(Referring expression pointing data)
=== Begin Enclosure ===

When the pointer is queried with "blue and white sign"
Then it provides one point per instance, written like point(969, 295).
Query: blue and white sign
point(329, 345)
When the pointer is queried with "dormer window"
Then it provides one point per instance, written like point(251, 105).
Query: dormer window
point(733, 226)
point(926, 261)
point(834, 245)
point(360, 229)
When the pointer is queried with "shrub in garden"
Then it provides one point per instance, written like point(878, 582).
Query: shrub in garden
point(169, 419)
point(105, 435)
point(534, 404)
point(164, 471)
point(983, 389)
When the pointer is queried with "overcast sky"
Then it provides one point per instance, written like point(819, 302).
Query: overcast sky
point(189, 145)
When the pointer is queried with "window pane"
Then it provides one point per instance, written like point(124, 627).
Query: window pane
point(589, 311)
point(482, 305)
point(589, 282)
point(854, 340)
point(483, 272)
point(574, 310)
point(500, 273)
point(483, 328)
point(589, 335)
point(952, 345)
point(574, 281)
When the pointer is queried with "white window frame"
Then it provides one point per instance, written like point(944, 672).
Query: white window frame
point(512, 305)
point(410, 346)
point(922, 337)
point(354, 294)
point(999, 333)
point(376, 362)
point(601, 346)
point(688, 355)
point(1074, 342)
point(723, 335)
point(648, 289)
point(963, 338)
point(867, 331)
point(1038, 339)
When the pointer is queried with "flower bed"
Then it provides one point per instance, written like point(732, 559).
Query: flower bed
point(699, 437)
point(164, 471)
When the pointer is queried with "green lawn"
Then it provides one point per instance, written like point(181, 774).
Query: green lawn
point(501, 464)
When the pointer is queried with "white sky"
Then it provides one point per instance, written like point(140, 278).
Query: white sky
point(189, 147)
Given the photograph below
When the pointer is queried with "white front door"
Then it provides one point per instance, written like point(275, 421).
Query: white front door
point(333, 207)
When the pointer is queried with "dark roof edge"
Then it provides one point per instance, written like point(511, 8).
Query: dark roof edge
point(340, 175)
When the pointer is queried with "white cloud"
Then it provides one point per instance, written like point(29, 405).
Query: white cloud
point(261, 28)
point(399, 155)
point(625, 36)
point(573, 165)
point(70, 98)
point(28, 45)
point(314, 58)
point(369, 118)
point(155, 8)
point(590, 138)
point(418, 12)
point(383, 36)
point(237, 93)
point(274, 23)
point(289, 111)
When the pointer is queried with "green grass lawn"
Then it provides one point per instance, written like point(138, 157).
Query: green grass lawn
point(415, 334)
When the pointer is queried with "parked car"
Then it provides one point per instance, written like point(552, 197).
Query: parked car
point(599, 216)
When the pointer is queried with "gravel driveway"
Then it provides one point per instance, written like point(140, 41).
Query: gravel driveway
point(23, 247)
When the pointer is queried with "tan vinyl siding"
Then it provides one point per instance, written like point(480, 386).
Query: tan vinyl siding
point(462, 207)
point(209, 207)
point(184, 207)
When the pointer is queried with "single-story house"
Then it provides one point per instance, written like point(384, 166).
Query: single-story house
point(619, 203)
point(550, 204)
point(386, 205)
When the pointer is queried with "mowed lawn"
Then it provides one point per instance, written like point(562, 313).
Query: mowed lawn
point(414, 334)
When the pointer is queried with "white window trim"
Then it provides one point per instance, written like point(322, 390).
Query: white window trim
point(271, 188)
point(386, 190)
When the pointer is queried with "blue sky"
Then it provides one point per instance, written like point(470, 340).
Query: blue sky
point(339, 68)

=== End Enclosure ===

→ **Prompt**:
Word for word, print every line above.

→ **Exercise answer**:
When the pointer is queried with "blue and white sign"
Then it provides one point per instance, written like point(969, 295).
Query: blue and white sign
point(329, 345)
When the pointer is queried with "dormer window"
Then it provides one point per instance, written like point(251, 105).
Query: dormer window
point(733, 226)
point(926, 261)
point(834, 245)
point(360, 229)
When the pointer is queried with "shrub in garden"
Then it provides one point per instance, written like point(878, 582).
Query: shrub in garden
point(169, 419)
point(105, 435)
point(534, 404)
point(164, 471)
point(983, 389)
When the pointer is queried with "overcast sky"
Then it provides one point per instance, written like point(819, 302).
Query: overcast sky
point(189, 145)
When the pointer is queried with "window pane"
Then it provides one point per instance, written like point(124, 627).
Query: window pane
point(589, 311)
point(482, 305)
point(589, 282)
point(854, 340)
point(483, 272)
point(574, 310)
point(500, 273)
point(483, 328)
point(589, 335)
point(952, 345)
point(574, 281)
When the pointer is queried with "white window frame"
Then it provides one point per instance, written like point(944, 672).
Query: white window frame
point(512, 305)
point(410, 346)
point(922, 337)
point(354, 294)
point(999, 333)
point(376, 362)
point(601, 346)
point(688, 355)
point(1074, 342)
point(723, 335)
point(648, 289)
point(963, 338)
point(867, 331)
point(1038, 339)
When the pointer is queried with "flower bed"
Then it provides one point per instance, written like point(732, 559).
Query: flower bed
point(699, 437)
point(164, 471)
When the pointer is queried with "green lawn"
Then it provides one point per instance, written like point(181, 774).
Query: green lawn
point(501, 464)
When the pointer is queried with "white sky"
Then it provides one point per instance, written like point(140, 278).
Query: white sky
point(189, 147)
Given the photograph below
When the pointer is queried with "white front door"
Then it provides one point per instance, written like point(275, 421).
Query: white front door
point(333, 207)
When the pointer is queried with "dark roof edge"
Then it provides one point per instance, written like point(511, 8).
Query: dark roof edge
point(340, 175)
When the pointer is queried with "white cloud"
Then it provides one point per instance, written like point(29, 405).
Query: white cloud
point(261, 28)
point(399, 155)
point(625, 36)
point(573, 165)
point(70, 98)
point(28, 45)
point(314, 58)
point(369, 118)
point(155, 8)
point(590, 138)
point(418, 12)
point(383, 36)
point(237, 93)
point(274, 23)
point(289, 111)
When the pointer is queried with "green grass lawn"
Then it provides one point per instance, written like point(138, 157).
Query: green grass lawn
point(415, 334)
When the pointer is queried with "parked car"
Then it provides one point per instance, written like point(552, 197).
Query: parked car
point(599, 216)
When the pointer is queried with "gravel driveway"
Then it provides one point per instance, written like point(140, 41).
Query: gravel driveway
point(23, 247)
When the pointer is queried with "tan vinyl siding"
Then it provides one point per instance, written like point(480, 386).
Query: tan vinyl siding
point(462, 207)
point(209, 207)
point(184, 207)
When the pointer is queried with "single-story house"
Then it provides one point per instance, written like point(384, 166).
Query: single-story house
point(619, 203)
point(550, 204)
point(386, 205)
When the pointer is queried with "mowed lawn"
Then it provides one point per instance, written like point(562, 313).
Query: mowed lawn
point(414, 334)
When the pointer is queried with "white window trim"
Then it provides one point per instance, written like point(322, 390).
Query: white window trim
point(271, 188)
point(386, 190)
When the pointer is queried with "blue sky"
Then it provides one point per instance, written like point(470, 340).
Query: blue sky
point(339, 68)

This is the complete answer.